*** ПОКАЗАННЫЙ ОТРЫВОК
Воспоминания ЛЕТЧИКА-ИСТРЕБИТЕЛЯ
Крамаренко Сергея Макаровича
Часть 1
В 1940 году я учился в 10 классе в селе Выбор Новожинского районе село Выбор Псковской области. Легендарные полеты Чкалова, Громова, Гризадубовой – они производили огромное впечатление на молодых ребят. Мы играли в авиацию, писали сочинения о том, как будет полеты на Марс, как будут полеты через Полюс, наши впечатления о советских летчиках, так что в 10-м классе я послал письмо в Борисоглебскую летную школу, с просьбой о зачислении. Однако в мае пришел ответ, что первый курс уже набран, и поступить можно только в следующем году.
У меня в Москве были родственники, так что я поехал в Москву и стал ходить по институтам. Первым делом я пошел в авиационный институт. Так как я закончил 10-й класс на отлично, у меня был отличный аттестат, думал, что меня будут везде принимать, но в авиационном институте сказали, что у них лимит отличников набран. Если я смогу сдавать экзамены и жить где-то у родственников, то, пожалуйста – меня допустят до экзаменов. Это для меня не подходило, потому что мать была учительницей, нас было трое детей и жили мы очень бедно, снимать квартиру я не мог. Пришел в Институт связи. Там также было все набрано, общежития нет, надо было поступать на общих основаниях. Пошел в железнодорожный институт. МИИТ. Мне сказали, что там тоже занято. Но там рядом есть электромеханический институт, одно из подразделений МИИТа. Я пошел туда. Там оказалось общежитие, был недобор. Меня приняли без экзаменов. Это был 1940 год. В Европе полыхала война и мы все ожидали нападения на Советский Союз Германии.
В октябре 1940 года комитет комсомола института предложил мне поступить в Дзержинский аэроклуб. Я подал заявление, прошел медицинскую комиссию и меня приняли. Это был ускоренный набор, обучение проходило три месяца, так что в аэроклубе я занимался с отрывом от обучения в институте.
******
*** НАБОР ДАННЫХ
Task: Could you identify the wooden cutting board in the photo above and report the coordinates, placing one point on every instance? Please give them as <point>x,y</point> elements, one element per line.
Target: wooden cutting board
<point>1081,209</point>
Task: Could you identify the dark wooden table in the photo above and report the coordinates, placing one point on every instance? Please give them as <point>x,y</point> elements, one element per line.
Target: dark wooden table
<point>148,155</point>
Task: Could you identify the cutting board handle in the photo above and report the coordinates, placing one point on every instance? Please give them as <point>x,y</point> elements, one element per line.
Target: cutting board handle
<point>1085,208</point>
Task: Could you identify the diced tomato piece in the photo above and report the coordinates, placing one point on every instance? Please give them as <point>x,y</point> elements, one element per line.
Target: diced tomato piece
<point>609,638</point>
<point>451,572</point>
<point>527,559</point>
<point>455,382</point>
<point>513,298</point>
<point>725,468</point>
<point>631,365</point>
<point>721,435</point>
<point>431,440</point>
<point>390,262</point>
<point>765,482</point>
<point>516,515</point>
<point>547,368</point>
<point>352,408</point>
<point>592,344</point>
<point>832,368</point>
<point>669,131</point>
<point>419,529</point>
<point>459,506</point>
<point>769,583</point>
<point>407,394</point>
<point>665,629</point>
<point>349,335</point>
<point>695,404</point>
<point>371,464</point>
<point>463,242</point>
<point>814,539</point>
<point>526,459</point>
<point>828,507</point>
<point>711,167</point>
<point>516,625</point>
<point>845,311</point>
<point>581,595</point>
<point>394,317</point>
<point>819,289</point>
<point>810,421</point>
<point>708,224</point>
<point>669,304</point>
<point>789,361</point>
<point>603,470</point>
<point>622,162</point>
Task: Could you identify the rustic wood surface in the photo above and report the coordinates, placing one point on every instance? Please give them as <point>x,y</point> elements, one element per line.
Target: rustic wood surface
******
В какой институт, согласно показанному отрывку, автора воспоминаний приняли без экзаменов?

В электромеханический институт, одно из подразделений МИИТа.